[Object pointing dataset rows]

......

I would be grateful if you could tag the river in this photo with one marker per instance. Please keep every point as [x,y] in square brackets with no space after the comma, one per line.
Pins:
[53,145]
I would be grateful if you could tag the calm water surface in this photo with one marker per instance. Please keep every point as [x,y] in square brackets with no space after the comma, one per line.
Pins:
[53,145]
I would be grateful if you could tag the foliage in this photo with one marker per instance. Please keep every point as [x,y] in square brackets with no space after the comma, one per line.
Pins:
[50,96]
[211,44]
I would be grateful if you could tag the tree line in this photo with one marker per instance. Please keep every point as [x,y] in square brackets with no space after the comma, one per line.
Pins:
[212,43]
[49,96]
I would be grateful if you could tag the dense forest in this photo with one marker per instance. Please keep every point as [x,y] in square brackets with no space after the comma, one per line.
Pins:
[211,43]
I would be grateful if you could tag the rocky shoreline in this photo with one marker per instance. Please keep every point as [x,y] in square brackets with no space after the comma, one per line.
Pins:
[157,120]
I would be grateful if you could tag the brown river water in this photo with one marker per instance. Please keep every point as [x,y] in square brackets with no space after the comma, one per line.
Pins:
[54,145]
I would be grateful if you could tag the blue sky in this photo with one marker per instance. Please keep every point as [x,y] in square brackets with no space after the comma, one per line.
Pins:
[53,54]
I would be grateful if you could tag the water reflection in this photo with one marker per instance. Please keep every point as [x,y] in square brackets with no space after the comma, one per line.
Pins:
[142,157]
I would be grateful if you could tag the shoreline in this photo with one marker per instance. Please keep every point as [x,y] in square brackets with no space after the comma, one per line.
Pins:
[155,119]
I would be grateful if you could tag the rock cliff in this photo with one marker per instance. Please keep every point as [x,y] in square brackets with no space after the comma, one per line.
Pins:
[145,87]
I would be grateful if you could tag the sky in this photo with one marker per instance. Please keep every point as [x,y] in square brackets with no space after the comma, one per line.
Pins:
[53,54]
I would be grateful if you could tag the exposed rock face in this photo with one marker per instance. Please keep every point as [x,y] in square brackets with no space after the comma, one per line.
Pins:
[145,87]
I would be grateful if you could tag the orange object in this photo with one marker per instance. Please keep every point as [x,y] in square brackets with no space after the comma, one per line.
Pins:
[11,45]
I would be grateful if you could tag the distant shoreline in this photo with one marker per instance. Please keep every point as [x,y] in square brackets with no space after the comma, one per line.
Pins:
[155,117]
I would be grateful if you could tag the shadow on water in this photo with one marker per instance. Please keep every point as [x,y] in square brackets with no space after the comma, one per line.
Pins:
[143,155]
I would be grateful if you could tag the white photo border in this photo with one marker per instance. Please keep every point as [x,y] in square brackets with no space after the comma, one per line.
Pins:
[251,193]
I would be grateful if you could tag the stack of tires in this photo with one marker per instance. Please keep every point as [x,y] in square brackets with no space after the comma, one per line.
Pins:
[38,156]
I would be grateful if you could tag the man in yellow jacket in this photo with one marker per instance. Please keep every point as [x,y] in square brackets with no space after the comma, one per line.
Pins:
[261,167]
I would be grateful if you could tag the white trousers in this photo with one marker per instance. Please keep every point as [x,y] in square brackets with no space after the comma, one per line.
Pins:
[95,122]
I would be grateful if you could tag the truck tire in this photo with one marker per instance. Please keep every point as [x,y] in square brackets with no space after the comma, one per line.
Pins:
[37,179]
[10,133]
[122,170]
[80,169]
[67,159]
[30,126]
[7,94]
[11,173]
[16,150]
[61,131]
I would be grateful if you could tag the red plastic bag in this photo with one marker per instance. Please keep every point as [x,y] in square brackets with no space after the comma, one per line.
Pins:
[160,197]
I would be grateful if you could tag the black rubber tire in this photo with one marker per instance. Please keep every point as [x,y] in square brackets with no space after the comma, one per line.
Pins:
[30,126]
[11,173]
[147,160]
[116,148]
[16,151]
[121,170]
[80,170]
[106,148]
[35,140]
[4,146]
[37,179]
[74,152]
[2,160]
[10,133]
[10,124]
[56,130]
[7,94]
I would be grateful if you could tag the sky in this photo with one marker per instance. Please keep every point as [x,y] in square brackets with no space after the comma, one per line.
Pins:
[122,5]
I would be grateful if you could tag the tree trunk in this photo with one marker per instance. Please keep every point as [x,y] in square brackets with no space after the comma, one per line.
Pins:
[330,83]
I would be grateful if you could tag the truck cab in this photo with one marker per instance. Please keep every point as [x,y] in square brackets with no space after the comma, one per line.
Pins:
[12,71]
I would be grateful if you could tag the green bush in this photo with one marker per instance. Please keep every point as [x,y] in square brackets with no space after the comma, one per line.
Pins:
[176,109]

......

= What to work on =
Copy out every line of the material verbatim, from the line containing "I would be grateful if you could tag the tree trunk" down to its last line, both ends included.

= The response =
I would be grateful if you could tag the tree trunk in this photo with one marker per instance. Please keep every point as [x,y] in square brackets with no space after the comma, one per line.
Pins:
[330,83]
I would be grateful if you could tag the truck cab in this photo with one marker per instance. Please keep every point as [x,y] in square brackets with no space after the comma, one per line.
Pins:
[12,71]
I would be grateful if you could tag the green bush in this photo with one marker per instance. Please keep every point as [x,y] in square brackets with no space after the comma, one per line.
Pins:
[176,109]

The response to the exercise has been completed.